• _Data extract_:
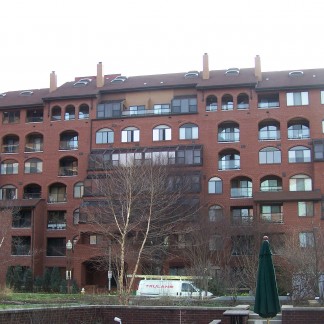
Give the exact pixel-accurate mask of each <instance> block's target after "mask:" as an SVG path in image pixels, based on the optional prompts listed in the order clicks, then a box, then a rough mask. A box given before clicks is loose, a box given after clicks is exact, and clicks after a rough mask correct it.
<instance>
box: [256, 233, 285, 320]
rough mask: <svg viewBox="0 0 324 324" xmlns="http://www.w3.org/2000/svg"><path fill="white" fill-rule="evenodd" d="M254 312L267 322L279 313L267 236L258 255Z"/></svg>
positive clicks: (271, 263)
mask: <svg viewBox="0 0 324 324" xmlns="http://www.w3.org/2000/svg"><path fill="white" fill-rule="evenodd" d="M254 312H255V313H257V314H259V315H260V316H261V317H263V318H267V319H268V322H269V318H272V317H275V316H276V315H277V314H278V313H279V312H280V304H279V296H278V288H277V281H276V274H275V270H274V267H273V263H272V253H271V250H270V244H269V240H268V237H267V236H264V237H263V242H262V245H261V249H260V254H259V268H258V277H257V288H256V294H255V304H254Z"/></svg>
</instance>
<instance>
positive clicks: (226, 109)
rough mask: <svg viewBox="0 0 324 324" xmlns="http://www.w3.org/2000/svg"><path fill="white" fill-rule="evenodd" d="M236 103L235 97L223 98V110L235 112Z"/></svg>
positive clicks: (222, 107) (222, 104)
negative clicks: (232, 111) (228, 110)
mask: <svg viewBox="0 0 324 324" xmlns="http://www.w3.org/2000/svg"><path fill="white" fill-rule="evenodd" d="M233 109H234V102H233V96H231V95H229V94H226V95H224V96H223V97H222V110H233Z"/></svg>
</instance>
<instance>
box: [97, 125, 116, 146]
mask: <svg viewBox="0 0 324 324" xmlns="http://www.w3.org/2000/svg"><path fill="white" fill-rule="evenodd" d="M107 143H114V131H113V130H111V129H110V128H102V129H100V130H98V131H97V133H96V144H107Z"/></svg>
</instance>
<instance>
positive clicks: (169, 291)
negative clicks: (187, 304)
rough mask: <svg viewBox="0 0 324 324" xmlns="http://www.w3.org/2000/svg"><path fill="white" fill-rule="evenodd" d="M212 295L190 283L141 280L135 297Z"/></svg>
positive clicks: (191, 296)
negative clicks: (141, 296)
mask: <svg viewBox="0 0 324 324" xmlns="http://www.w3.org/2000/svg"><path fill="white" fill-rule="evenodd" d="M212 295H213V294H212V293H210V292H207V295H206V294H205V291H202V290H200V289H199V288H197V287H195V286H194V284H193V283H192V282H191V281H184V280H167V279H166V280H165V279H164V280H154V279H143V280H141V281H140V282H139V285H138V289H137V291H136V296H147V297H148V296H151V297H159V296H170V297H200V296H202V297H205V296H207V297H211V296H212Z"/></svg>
--
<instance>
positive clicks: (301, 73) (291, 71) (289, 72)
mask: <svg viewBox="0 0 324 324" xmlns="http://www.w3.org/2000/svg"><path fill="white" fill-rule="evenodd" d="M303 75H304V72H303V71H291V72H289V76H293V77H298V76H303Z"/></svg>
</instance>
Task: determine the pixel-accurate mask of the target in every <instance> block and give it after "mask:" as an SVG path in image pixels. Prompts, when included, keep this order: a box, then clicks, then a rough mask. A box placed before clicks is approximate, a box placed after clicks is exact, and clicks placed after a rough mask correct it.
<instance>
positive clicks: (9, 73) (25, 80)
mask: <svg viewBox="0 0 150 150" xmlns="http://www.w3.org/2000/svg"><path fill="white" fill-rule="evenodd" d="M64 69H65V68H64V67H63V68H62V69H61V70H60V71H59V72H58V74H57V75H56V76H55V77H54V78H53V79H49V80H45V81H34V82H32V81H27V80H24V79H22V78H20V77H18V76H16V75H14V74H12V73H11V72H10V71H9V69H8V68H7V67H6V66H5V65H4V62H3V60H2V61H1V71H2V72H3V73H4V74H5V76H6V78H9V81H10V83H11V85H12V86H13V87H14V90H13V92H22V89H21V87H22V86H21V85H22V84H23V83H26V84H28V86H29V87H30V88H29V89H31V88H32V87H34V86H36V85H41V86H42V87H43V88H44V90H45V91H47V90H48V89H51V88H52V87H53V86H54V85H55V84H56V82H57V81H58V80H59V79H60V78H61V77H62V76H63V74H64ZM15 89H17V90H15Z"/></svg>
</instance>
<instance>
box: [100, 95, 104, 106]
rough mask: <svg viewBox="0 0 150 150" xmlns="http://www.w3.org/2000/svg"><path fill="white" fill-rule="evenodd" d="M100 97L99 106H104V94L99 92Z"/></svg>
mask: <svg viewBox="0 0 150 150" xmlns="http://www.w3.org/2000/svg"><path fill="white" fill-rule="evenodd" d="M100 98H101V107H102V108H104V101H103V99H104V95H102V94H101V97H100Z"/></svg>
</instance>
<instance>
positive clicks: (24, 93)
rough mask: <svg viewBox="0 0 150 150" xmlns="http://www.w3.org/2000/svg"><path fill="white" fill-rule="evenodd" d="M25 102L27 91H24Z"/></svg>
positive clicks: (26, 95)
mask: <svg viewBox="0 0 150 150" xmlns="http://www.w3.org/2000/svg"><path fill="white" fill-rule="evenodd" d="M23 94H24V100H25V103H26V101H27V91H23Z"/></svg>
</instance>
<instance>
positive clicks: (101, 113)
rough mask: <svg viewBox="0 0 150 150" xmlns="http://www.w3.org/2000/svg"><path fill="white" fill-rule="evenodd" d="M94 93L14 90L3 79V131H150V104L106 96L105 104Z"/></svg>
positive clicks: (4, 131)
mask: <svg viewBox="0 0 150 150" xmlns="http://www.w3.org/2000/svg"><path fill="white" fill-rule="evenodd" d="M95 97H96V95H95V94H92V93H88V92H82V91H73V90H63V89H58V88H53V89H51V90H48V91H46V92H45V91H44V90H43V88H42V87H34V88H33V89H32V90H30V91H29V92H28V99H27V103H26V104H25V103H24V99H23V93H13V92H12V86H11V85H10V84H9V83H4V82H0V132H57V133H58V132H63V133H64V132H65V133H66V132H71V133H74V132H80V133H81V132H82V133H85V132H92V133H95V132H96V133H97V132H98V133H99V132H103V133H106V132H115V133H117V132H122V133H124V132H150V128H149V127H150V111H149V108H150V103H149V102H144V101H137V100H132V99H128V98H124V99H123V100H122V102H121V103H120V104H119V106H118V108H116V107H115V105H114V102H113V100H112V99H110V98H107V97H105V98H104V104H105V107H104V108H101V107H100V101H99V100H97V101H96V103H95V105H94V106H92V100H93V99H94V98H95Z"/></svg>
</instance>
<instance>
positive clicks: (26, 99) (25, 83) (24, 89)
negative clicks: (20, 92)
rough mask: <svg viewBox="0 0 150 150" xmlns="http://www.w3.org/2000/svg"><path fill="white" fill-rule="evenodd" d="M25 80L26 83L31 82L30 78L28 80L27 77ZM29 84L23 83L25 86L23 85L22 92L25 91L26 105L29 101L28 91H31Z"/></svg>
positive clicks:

• _Activity_: Output the lines of the records from the one containing "Give the exact" through the one containing "box: [256, 233, 285, 320]" as a JSON list of strings, one string per line, leaving out any blank lines.

• _Answer section_:
[
  "Give the exact pixel-accurate mask of each <instance> block's target after \"mask:\" as an SVG path in image pixels, based on the optional prompts listed in the order clicks, then a box, then a rough mask. A box given before clicks is loose, a box given after clicks is exact, and clicks after a rough mask correct it.",
  "<instance>",
  "box: [256, 233, 285, 320]"
]